** Given exercise **
Reproduce each of the rows below verbatim, changing no character.

======== Dataset excerpts ========

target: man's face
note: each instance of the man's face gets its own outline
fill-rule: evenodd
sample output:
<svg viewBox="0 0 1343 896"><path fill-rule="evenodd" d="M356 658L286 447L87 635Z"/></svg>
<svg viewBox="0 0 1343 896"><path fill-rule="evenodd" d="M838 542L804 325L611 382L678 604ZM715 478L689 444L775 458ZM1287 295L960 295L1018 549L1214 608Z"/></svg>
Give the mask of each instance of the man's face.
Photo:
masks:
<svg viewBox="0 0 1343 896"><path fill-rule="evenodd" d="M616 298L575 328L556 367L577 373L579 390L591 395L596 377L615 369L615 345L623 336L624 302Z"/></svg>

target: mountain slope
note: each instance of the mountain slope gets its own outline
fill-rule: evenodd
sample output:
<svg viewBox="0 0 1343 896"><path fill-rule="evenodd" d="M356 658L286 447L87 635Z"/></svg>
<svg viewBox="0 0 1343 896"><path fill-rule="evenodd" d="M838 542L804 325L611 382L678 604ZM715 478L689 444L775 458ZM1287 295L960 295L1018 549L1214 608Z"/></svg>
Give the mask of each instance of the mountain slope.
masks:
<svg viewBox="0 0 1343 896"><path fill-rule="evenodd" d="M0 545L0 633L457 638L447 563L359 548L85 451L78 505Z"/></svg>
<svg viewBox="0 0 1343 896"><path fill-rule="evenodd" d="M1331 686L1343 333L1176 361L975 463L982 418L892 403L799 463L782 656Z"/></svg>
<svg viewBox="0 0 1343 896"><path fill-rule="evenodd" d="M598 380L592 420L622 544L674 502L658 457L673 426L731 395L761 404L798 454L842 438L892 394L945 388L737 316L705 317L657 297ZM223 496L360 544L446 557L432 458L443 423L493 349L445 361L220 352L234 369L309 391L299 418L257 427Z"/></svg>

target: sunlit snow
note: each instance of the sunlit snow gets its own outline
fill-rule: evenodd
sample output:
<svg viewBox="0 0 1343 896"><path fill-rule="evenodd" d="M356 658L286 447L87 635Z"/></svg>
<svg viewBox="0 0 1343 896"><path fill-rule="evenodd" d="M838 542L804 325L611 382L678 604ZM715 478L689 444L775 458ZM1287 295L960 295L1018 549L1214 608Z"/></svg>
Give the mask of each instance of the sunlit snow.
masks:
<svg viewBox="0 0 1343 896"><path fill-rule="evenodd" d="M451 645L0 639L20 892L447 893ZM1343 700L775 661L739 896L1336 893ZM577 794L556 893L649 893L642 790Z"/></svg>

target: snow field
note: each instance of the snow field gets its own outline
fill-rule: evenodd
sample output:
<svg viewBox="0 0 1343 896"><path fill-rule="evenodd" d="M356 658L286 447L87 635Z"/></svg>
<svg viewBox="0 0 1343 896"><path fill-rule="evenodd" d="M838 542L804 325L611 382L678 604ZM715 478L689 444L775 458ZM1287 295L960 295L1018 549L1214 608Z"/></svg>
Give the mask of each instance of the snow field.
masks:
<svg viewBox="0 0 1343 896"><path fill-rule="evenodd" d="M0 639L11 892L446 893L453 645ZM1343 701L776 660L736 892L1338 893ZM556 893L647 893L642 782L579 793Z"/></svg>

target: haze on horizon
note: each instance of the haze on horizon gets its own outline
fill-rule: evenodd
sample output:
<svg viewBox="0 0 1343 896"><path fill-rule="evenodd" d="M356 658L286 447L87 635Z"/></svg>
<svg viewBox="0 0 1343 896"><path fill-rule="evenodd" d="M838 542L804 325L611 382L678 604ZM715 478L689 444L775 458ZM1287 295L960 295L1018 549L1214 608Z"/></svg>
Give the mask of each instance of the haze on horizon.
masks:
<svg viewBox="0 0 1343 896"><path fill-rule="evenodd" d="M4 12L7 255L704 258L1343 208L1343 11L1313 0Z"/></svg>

========

** Problem solution **
target: man's face
note: each instance of the man's face gets its own outline
fill-rule: evenodd
sample output:
<svg viewBox="0 0 1343 896"><path fill-rule="evenodd" d="M356 658L286 447L87 635Z"/></svg>
<svg viewBox="0 0 1343 896"><path fill-rule="evenodd" d="M838 542L804 325L611 382L678 604ZM715 478L689 444L775 458ZM1287 295L960 295L1018 549L1214 608Z"/></svg>
Give the mask of each instance of the man's face.
Photo:
masks:
<svg viewBox="0 0 1343 896"><path fill-rule="evenodd" d="M616 298L575 328L556 367L577 373L579 390L591 395L596 377L615 369L615 345L623 336L624 302Z"/></svg>

target: mountain slope
note: each instance of the mountain slope gets its own outline
fill-rule: evenodd
sample output:
<svg viewBox="0 0 1343 896"><path fill-rule="evenodd" d="M356 658L286 447L87 635Z"/></svg>
<svg viewBox="0 0 1343 896"><path fill-rule="evenodd" d="M838 542L804 325L611 382L678 604ZM715 478L689 444L775 458ZM1287 295L960 295L1018 549L1214 608Z"/></svg>
Give the mask of each instance of the mountain slope.
masks:
<svg viewBox="0 0 1343 896"><path fill-rule="evenodd" d="M0 545L0 633L457 638L447 563L359 548L85 451L78 505Z"/></svg>
<svg viewBox="0 0 1343 896"><path fill-rule="evenodd" d="M1331 686L1343 333L1176 361L975 463L982 418L892 403L799 463L782 656Z"/></svg>
<svg viewBox="0 0 1343 896"><path fill-rule="evenodd" d="M598 380L592 420L622 544L674 502L658 457L673 426L731 395L761 404L798 454L842 438L892 394L945 388L737 316L705 317L657 297ZM223 496L360 544L446 557L432 458L443 423L493 349L445 361L220 352L234 369L309 391L299 418L257 427Z"/></svg>

target: sunlit snow
note: each instance of the sunlit snow gets its own outline
fill-rule: evenodd
sample output:
<svg viewBox="0 0 1343 896"><path fill-rule="evenodd" d="M356 658L286 447L87 635Z"/></svg>
<svg viewBox="0 0 1343 896"><path fill-rule="evenodd" d="M838 542L804 325L611 382L678 604ZM715 478L689 444L775 458ZM1287 295L960 295L1018 549L1214 608Z"/></svg>
Give the mask of each instance of the sunlit snow.
masks:
<svg viewBox="0 0 1343 896"><path fill-rule="evenodd" d="M451 645L0 639L20 892L447 893ZM1343 700L775 661L739 896L1336 893ZM577 794L556 893L649 893L642 790Z"/></svg>

target: snow field
note: each instance of the snow field gets its own outline
fill-rule: evenodd
sample output:
<svg viewBox="0 0 1343 896"><path fill-rule="evenodd" d="M356 658L286 447L87 635Z"/></svg>
<svg viewBox="0 0 1343 896"><path fill-rule="evenodd" d="M838 542L804 325L611 382L678 604ZM715 478L689 444L775 458ZM1287 295L960 295L1018 549L1214 608Z"/></svg>
Give the mask of each instance of the snow field.
masks:
<svg viewBox="0 0 1343 896"><path fill-rule="evenodd" d="M0 639L11 892L446 893L453 645ZM1343 701L776 660L736 892L1338 893ZM556 893L647 893L642 782L579 793Z"/></svg>

target: haze on horizon
note: each instance of the haze on horizon gets its own outline
fill-rule: evenodd
sample output:
<svg viewBox="0 0 1343 896"><path fill-rule="evenodd" d="M356 658L286 447L87 635Z"/></svg>
<svg viewBox="0 0 1343 896"><path fill-rule="evenodd" d="M838 542L804 325L611 382L678 604ZM715 478L689 444L775 458ZM1287 295L960 295L1018 549L1214 608Z"/></svg>
Give the mask of each instance of the haze on horizon.
masks:
<svg viewBox="0 0 1343 896"><path fill-rule="evenodd" d="M4 12L7 255L704 258L1343 208L1343 11L1313 0Z"/></svg>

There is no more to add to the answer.